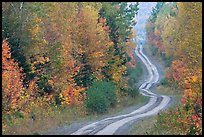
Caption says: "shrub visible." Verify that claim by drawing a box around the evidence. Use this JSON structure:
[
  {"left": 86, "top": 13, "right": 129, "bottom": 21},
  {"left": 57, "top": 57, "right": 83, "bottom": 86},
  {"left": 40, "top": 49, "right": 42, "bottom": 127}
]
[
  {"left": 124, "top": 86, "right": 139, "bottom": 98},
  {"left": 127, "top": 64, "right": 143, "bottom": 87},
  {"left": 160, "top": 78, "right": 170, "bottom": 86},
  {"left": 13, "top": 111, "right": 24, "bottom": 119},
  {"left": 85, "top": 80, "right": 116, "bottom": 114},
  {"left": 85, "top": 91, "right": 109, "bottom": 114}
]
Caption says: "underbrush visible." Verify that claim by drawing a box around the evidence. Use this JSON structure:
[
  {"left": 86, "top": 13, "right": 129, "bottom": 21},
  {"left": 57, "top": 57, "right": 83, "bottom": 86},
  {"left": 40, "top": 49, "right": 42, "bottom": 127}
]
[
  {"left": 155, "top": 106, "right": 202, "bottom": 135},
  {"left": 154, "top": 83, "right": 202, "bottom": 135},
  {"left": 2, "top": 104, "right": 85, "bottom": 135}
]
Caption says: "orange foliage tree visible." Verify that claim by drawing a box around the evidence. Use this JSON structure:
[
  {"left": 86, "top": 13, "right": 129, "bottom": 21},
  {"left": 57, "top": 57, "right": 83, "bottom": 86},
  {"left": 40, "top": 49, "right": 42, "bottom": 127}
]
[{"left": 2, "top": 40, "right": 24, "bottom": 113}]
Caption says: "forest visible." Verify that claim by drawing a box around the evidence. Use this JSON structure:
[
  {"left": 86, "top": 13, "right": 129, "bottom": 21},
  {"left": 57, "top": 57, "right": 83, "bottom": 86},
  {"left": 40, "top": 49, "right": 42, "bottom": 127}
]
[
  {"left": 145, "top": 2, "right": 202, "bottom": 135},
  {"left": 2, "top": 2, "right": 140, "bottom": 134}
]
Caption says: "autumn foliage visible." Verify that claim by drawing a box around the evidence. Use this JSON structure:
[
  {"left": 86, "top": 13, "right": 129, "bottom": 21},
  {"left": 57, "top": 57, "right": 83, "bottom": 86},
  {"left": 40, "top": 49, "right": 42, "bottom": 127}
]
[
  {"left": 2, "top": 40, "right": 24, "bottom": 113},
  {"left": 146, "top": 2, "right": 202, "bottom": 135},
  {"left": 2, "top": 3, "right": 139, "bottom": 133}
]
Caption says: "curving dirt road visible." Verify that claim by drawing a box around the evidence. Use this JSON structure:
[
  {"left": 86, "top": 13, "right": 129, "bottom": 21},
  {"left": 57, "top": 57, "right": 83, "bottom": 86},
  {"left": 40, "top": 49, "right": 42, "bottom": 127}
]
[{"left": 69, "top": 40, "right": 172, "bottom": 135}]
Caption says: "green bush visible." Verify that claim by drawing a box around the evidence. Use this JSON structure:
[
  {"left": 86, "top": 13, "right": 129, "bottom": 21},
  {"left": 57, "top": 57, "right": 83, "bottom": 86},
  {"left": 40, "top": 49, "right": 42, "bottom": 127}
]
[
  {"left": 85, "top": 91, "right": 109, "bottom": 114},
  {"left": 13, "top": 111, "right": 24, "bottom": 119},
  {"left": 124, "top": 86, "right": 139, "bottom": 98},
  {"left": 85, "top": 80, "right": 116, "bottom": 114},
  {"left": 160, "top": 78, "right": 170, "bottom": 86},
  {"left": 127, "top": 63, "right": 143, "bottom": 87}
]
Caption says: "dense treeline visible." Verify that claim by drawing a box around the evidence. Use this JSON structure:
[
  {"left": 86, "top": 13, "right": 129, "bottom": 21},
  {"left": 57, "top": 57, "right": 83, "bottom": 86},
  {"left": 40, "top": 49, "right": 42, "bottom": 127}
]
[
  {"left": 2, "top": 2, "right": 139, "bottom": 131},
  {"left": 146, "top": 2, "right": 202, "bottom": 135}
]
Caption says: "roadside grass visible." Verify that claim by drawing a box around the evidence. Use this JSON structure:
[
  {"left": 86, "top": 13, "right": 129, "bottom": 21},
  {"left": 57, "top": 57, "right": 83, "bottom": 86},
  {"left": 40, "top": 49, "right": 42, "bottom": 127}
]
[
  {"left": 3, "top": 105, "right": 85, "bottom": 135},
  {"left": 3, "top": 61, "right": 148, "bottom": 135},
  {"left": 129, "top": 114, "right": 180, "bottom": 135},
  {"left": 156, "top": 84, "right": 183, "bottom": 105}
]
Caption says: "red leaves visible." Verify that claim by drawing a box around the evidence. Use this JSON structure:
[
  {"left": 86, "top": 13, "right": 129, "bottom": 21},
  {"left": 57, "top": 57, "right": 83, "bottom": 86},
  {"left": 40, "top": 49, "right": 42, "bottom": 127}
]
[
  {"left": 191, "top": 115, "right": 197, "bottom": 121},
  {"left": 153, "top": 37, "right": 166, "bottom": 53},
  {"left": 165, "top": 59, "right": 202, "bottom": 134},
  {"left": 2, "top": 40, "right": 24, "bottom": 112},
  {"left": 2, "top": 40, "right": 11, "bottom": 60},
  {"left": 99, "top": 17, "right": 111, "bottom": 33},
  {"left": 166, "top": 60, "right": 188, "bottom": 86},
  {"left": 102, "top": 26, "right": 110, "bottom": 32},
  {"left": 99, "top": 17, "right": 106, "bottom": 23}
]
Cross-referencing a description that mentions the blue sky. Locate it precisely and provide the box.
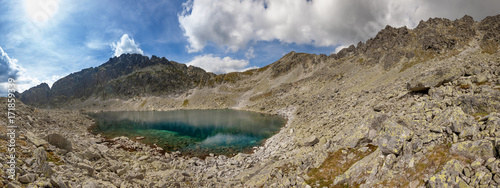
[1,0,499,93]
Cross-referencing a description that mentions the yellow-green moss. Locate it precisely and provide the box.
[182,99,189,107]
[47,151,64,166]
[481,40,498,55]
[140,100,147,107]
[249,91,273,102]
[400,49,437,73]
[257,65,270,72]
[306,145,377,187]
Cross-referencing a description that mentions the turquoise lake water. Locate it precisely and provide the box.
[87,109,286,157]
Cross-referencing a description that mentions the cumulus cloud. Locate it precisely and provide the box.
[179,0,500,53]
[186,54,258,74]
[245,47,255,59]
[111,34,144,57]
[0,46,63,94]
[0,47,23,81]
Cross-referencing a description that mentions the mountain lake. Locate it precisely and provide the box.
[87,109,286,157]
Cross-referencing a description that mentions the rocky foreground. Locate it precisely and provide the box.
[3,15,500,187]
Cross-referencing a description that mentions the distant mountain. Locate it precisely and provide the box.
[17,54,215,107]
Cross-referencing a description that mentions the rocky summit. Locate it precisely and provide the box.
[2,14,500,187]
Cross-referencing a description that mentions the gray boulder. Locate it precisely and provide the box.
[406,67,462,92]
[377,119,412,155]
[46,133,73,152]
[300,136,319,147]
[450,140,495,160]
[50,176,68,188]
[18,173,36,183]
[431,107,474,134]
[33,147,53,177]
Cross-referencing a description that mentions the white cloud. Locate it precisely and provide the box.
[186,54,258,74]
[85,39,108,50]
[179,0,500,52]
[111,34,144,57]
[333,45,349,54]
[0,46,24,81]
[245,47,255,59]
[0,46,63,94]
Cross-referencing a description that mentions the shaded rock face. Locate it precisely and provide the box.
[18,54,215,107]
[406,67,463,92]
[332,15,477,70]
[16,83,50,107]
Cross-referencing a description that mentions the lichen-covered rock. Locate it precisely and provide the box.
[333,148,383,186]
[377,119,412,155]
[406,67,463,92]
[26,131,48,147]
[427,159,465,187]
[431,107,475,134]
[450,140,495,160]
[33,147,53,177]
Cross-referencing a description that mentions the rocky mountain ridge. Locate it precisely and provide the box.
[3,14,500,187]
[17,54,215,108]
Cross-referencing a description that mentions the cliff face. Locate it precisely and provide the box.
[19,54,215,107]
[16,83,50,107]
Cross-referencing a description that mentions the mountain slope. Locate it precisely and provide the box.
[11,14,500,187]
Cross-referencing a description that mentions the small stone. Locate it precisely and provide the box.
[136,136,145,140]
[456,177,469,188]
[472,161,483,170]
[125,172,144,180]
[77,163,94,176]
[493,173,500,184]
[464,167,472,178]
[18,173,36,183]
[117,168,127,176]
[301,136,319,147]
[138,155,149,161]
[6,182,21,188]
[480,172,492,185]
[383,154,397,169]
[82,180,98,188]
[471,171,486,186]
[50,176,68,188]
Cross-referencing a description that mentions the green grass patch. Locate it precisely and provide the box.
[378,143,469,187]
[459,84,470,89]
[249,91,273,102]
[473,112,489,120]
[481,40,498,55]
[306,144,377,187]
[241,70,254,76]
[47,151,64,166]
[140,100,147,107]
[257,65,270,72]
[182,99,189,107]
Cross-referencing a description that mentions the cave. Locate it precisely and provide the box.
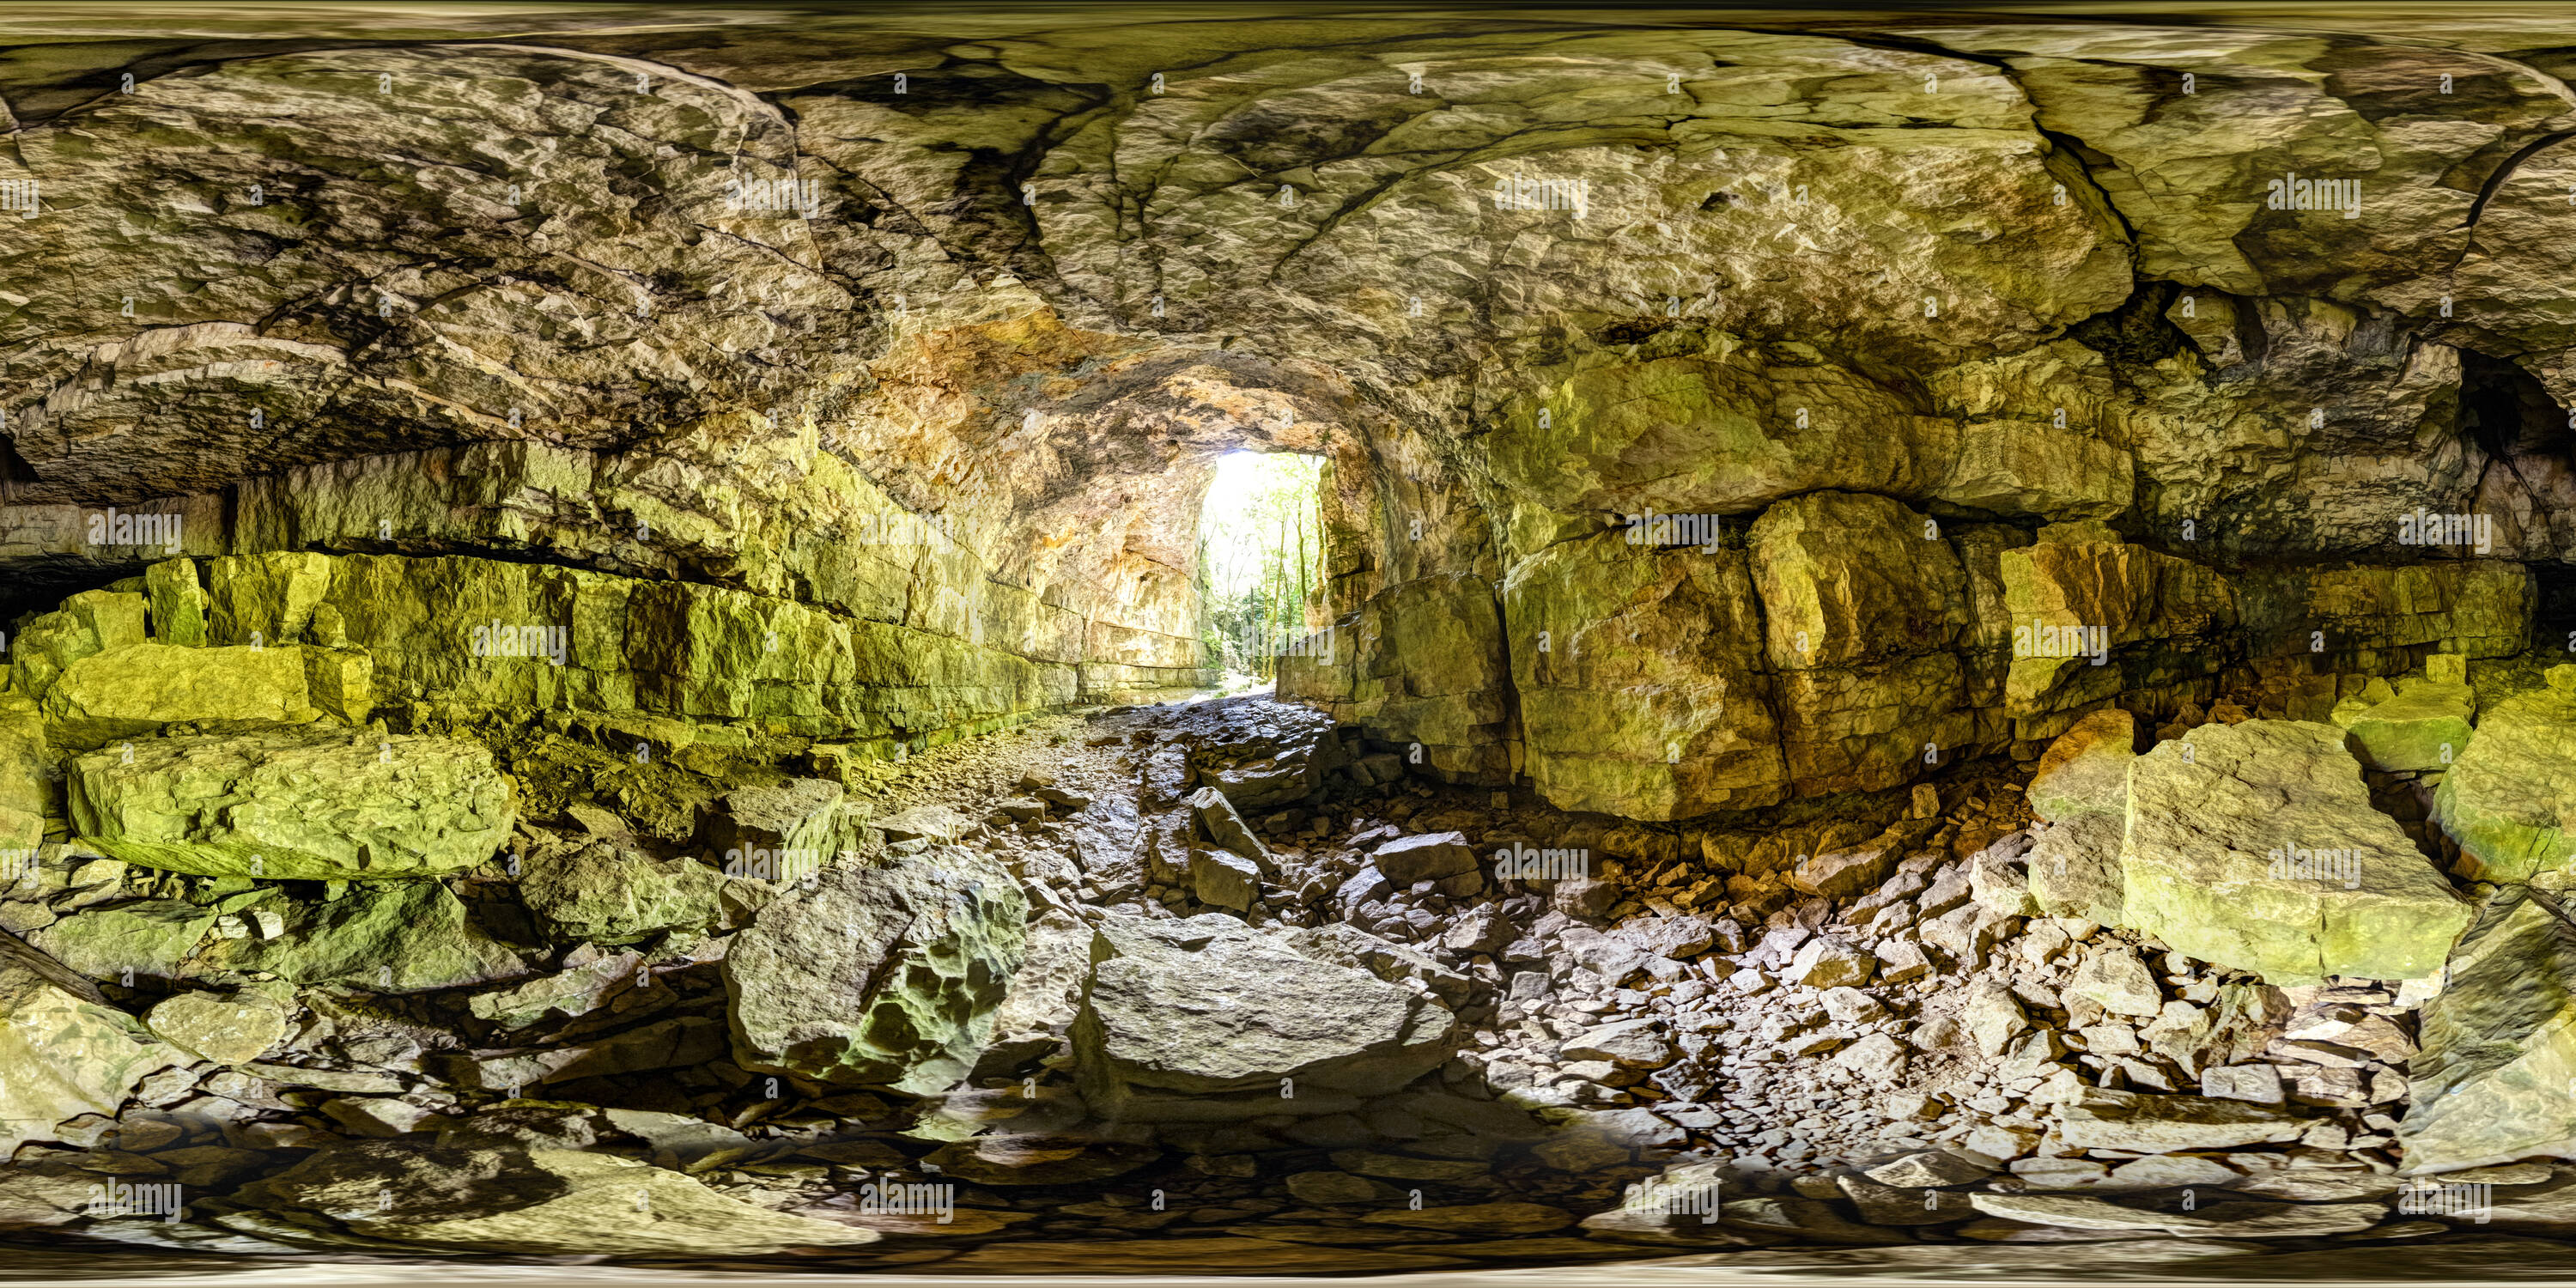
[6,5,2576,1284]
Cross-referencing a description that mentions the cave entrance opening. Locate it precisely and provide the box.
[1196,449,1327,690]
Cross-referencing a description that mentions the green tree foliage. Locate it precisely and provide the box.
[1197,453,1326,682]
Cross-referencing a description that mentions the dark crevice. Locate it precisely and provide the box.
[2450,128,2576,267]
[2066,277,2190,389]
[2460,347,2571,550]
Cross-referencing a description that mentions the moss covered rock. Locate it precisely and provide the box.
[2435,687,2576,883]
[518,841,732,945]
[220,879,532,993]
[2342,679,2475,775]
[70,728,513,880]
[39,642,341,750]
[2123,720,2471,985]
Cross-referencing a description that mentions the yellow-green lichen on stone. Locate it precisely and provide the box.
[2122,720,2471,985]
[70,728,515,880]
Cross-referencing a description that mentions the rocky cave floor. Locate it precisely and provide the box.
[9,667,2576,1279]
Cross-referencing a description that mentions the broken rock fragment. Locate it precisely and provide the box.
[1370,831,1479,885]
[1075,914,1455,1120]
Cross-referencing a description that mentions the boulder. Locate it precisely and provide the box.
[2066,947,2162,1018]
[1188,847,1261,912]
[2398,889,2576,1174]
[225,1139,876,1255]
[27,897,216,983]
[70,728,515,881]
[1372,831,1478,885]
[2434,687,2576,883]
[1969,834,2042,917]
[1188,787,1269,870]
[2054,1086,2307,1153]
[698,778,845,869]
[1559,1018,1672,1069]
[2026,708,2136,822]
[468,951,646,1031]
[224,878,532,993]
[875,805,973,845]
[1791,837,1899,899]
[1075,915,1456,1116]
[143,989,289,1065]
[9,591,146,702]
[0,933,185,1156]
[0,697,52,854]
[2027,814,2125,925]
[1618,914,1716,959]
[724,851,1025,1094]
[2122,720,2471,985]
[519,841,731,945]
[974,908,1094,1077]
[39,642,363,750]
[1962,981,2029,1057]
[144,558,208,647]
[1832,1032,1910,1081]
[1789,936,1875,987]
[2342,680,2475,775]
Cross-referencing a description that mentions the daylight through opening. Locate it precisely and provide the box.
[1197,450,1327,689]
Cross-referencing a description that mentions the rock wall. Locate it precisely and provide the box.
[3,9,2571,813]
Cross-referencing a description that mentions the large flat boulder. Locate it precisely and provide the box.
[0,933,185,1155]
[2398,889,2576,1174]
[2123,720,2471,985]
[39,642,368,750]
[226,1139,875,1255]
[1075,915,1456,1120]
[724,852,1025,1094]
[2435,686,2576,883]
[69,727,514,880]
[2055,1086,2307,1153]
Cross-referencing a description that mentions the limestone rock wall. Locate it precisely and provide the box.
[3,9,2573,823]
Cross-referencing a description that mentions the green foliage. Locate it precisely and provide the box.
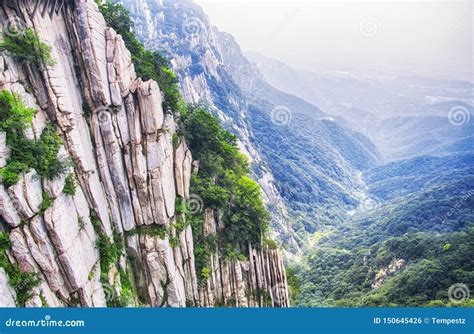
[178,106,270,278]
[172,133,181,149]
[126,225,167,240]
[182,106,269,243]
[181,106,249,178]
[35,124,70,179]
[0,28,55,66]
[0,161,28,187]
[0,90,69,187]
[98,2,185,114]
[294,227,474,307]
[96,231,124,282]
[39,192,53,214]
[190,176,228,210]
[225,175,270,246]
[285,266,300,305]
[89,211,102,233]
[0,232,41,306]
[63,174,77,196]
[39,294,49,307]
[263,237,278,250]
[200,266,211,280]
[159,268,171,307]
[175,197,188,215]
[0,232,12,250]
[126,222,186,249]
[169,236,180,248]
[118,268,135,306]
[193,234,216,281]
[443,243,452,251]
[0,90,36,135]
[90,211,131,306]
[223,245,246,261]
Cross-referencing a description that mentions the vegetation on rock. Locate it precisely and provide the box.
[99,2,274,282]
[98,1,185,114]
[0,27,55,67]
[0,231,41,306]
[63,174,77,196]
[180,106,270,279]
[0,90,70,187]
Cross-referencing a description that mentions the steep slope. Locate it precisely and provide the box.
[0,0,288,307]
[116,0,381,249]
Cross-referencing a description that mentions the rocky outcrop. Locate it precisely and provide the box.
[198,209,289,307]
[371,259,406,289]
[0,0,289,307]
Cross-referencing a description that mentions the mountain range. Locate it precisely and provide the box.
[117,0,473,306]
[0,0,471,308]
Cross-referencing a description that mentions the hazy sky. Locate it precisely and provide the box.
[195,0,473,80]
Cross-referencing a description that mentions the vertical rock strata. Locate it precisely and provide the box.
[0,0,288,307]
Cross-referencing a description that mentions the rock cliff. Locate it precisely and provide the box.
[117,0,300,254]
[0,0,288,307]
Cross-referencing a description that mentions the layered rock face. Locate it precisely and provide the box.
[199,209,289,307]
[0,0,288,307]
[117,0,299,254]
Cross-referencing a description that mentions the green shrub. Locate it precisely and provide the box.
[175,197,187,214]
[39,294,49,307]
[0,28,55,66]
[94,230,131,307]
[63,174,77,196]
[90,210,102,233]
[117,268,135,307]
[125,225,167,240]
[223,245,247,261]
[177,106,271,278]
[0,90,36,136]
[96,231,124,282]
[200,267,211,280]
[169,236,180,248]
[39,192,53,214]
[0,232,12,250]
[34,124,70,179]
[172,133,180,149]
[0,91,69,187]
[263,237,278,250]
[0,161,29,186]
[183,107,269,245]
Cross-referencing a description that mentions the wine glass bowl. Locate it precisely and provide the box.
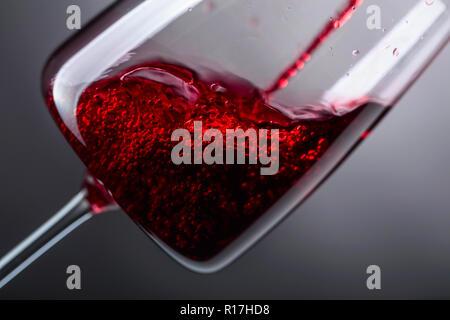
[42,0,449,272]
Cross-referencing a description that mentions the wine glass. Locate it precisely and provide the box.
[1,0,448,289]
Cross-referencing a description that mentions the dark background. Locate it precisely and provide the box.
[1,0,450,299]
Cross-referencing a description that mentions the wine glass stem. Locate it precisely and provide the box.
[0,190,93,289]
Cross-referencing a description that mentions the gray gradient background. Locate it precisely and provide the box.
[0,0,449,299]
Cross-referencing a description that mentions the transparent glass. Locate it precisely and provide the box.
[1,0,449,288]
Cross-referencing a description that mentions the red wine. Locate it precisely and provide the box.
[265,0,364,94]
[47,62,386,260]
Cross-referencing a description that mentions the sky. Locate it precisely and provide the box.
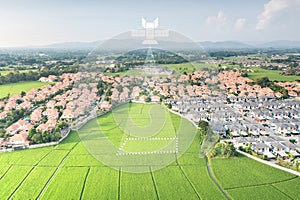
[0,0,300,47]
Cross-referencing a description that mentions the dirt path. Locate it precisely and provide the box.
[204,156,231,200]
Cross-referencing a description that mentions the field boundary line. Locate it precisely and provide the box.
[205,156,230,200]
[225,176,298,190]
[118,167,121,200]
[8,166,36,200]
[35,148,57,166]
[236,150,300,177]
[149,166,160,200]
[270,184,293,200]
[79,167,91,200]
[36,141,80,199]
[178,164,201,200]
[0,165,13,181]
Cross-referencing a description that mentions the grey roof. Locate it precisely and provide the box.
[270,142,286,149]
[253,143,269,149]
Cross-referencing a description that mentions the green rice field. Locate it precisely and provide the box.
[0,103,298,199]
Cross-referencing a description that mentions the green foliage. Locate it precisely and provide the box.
━━━
*Problem to work on*.
Reply with a lone number, the count of lines in the data that include the string "claim".

*Solution for this task*.
10